Goal -> Copy out the rows below, substituting "leafy vegetation" for every occurrence of "green foliage" and keeping everything else the same. Omit the pictures from your copy.

Extracted data ->
________________________________________
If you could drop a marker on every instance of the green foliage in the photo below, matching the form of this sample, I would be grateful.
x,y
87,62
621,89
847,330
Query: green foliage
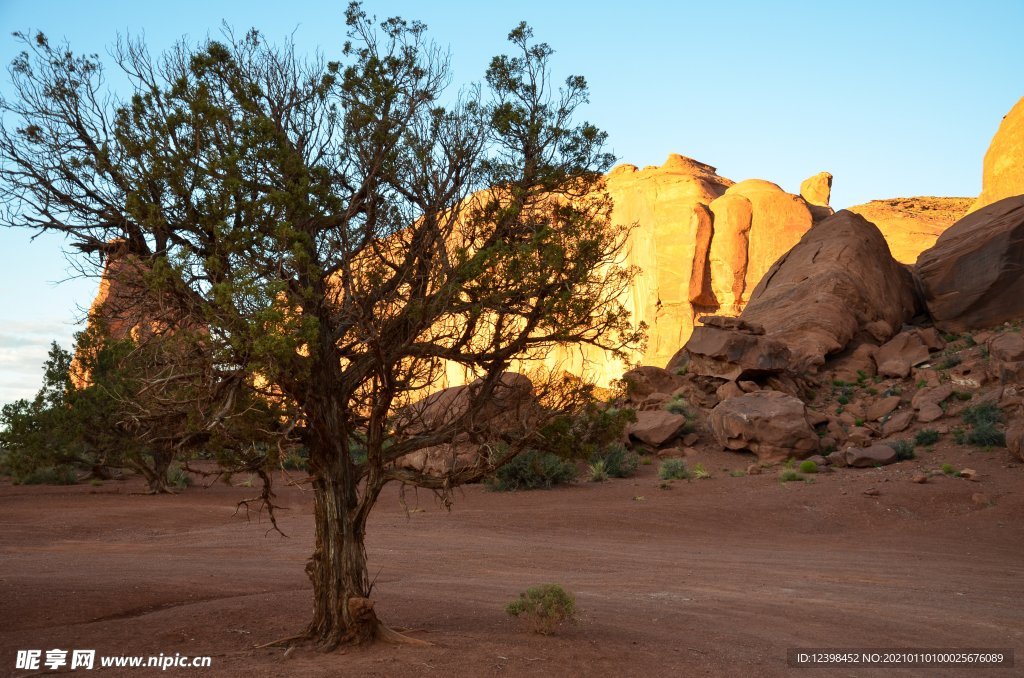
x,y
673,469
903,449
616,461
597,471
699,472
808,466
545,607
532,470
________________________________________
Solution for this exercise ->
If you could drop a marker on every instance of the leafy vegetation in the photo below, matching the form of this sample, I would be grateful.
x,y
87,62
621,89
847,330
Query: leafy vegetation
x,y
673,469
903,449
616,461
597,471
699,472
808,466
545,607
532,470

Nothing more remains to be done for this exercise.